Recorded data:
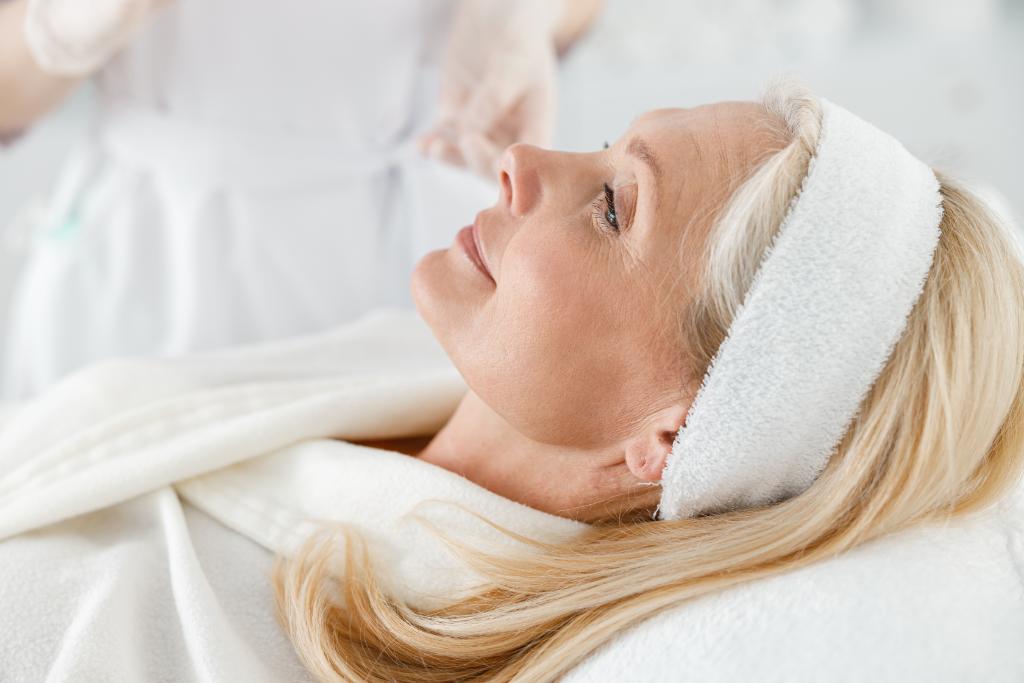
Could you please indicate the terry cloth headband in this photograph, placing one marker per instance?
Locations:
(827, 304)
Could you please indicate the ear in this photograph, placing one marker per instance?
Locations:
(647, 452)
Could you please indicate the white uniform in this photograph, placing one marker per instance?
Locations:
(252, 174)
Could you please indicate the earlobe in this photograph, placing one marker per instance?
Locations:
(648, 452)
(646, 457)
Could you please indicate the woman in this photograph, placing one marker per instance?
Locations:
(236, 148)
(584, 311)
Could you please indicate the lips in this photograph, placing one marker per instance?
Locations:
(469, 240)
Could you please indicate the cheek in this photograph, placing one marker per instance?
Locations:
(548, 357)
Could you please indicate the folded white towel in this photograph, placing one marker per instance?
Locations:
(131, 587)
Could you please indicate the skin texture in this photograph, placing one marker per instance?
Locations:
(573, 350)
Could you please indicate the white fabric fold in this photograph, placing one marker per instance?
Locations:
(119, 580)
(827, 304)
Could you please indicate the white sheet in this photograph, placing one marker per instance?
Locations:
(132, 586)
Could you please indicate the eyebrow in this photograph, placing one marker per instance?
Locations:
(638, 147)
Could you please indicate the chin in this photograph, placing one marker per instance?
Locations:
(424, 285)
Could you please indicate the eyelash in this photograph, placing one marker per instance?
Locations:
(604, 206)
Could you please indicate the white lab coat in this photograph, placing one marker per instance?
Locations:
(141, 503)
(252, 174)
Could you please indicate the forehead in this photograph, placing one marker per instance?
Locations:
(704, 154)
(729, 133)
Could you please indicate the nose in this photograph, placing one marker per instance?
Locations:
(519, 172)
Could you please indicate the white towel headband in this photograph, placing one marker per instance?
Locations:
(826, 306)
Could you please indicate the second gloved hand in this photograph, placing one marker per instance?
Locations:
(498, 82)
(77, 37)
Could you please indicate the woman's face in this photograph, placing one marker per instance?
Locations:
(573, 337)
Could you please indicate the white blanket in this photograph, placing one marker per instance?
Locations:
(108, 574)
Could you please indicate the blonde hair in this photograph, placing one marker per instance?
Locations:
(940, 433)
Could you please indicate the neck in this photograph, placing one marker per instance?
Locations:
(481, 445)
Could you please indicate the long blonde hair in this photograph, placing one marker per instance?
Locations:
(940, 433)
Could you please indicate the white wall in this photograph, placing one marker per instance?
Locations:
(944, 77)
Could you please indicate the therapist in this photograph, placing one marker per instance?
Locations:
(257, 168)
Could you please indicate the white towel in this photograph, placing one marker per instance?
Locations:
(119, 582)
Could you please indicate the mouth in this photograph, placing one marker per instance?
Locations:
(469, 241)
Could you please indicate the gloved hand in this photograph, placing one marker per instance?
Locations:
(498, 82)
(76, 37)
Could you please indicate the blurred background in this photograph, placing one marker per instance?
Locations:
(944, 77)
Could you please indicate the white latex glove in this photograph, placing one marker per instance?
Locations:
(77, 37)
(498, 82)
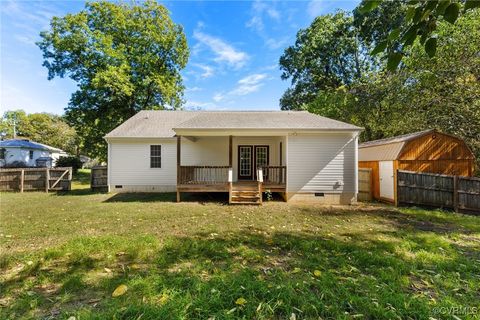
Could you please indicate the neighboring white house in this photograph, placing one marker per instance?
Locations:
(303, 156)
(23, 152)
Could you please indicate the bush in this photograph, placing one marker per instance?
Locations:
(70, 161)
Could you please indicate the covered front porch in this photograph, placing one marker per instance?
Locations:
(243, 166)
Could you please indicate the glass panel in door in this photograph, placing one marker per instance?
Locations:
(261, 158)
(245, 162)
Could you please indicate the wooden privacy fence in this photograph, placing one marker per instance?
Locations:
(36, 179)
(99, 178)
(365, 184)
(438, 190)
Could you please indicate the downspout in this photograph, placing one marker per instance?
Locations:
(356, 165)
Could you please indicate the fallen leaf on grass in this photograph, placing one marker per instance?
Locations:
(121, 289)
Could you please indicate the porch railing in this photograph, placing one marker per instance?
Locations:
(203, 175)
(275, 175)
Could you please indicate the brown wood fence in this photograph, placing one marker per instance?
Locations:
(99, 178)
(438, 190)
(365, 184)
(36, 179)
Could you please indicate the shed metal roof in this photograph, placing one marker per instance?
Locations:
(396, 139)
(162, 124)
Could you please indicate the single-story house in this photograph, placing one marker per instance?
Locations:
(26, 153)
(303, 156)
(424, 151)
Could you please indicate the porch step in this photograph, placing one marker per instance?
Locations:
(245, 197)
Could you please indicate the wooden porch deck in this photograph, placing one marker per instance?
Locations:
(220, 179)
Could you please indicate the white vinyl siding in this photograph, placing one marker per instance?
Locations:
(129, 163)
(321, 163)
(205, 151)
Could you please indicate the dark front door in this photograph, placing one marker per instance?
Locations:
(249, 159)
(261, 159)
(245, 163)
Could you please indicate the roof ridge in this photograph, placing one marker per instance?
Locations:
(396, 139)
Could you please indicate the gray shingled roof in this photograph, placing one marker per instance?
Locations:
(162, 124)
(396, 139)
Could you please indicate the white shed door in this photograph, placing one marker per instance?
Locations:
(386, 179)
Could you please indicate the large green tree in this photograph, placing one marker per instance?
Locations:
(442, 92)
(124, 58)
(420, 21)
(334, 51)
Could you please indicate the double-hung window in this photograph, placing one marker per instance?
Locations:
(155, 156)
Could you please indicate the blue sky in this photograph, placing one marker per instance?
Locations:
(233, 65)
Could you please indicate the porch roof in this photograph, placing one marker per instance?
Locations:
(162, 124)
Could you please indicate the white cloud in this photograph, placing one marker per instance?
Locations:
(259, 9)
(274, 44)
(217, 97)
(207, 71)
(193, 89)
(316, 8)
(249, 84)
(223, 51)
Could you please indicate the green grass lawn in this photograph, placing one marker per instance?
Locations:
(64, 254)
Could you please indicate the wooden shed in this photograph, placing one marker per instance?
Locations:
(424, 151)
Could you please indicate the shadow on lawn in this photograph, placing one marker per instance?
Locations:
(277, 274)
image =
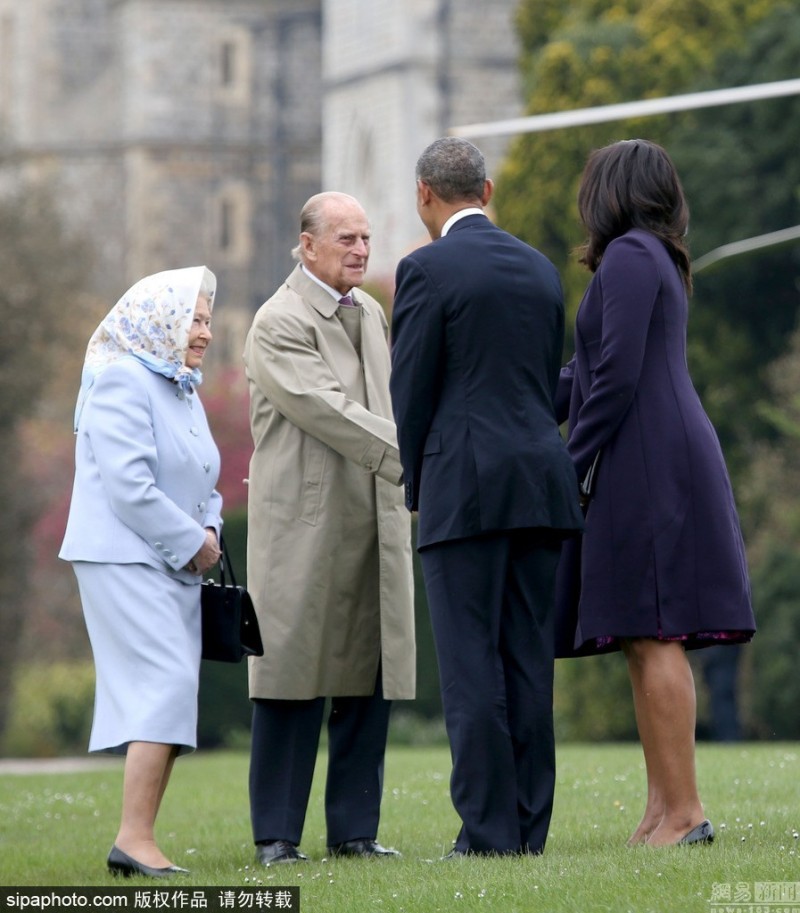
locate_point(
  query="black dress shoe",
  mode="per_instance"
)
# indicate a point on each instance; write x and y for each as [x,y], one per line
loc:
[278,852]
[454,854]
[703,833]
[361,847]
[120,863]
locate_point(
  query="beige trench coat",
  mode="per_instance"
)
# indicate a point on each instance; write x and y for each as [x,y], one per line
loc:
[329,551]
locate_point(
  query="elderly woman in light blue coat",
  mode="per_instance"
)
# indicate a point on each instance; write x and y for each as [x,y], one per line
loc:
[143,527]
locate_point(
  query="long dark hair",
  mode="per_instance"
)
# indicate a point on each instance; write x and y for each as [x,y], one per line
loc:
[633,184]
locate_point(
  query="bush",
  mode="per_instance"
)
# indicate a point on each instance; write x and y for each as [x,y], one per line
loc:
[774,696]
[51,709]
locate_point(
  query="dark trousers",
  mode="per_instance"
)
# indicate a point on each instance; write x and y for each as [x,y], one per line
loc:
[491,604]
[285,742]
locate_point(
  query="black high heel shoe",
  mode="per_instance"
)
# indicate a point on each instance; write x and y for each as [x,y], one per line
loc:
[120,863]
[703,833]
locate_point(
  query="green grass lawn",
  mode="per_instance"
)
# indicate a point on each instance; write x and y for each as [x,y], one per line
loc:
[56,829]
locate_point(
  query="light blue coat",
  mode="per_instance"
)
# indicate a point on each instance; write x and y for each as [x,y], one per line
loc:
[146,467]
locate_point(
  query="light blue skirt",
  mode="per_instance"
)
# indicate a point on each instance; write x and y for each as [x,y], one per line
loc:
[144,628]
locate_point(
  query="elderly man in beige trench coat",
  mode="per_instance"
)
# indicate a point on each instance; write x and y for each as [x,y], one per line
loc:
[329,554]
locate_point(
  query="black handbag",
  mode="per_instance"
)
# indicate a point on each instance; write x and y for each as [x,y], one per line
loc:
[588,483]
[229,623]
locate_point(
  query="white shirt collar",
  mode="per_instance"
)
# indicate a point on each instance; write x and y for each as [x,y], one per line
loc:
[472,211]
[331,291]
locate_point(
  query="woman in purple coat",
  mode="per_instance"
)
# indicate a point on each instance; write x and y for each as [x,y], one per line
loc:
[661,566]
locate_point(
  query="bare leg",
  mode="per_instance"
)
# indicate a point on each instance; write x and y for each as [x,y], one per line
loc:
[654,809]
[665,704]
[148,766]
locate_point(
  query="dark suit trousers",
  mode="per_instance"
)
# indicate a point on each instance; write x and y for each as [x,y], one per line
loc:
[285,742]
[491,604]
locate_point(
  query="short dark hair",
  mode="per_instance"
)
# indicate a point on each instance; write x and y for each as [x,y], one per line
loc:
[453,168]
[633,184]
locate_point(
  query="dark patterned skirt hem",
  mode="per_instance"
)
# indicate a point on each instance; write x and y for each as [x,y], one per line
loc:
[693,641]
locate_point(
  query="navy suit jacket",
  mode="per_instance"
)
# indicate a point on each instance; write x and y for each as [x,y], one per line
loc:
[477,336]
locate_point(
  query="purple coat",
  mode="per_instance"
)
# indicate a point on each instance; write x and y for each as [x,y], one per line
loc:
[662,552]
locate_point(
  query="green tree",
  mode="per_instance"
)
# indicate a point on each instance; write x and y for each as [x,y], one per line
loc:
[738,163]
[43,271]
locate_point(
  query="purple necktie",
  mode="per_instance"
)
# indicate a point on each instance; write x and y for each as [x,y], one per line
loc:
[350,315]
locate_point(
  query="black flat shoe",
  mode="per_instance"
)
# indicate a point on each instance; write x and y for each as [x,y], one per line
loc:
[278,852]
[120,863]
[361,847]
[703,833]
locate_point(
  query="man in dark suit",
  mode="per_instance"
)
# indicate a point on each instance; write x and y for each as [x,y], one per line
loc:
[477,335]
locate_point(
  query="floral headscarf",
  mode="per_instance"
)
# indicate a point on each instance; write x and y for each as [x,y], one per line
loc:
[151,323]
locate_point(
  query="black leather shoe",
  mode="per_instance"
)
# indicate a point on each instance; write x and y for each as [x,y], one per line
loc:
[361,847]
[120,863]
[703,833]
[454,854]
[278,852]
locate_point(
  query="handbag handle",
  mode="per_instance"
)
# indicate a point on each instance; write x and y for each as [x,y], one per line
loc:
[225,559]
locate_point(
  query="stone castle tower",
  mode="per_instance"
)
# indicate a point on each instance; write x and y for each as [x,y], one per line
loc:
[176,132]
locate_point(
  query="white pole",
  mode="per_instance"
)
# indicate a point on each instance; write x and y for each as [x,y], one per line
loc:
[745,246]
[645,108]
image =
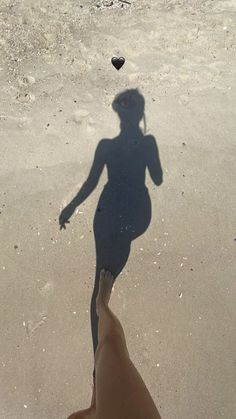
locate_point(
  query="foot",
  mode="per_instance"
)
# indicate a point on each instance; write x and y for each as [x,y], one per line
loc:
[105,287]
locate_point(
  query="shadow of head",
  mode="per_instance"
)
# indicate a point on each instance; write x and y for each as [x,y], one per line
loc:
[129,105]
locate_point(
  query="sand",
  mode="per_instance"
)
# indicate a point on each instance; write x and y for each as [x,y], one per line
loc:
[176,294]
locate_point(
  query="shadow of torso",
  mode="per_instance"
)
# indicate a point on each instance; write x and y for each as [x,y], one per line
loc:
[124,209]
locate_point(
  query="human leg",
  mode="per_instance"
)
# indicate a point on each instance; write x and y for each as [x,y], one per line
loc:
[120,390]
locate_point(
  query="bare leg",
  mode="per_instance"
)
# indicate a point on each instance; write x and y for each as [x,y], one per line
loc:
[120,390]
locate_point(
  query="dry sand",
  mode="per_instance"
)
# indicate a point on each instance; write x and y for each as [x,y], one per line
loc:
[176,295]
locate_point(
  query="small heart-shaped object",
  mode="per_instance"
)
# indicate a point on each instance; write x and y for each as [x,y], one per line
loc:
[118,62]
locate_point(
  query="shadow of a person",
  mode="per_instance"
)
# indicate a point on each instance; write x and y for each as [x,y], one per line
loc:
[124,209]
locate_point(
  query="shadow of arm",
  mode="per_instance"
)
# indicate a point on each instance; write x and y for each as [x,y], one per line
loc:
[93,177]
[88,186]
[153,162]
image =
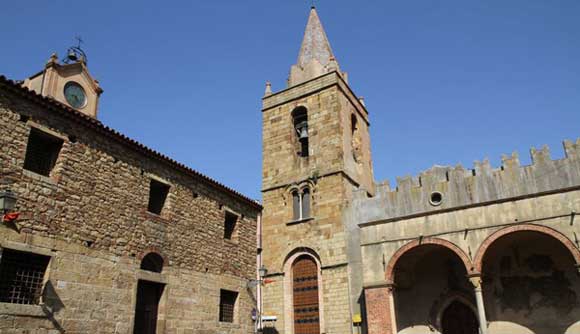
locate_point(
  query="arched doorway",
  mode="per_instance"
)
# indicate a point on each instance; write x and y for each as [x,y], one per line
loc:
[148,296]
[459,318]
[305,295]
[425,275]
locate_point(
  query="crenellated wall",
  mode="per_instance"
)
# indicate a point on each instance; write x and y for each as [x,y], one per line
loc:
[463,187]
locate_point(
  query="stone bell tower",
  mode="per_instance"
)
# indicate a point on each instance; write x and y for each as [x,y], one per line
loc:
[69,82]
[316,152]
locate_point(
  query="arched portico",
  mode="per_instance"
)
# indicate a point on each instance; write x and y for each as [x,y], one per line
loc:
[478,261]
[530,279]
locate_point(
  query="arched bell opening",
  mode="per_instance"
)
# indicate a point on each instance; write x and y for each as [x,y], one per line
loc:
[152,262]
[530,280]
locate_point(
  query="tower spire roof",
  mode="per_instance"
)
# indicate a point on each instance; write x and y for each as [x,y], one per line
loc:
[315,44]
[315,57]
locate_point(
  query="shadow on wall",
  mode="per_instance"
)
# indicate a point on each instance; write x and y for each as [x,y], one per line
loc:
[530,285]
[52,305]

■ **PROBLEM**
Give only the count of lines in the data that include the string "skirt".

■ **SOLUTION TO THIS TASK**
2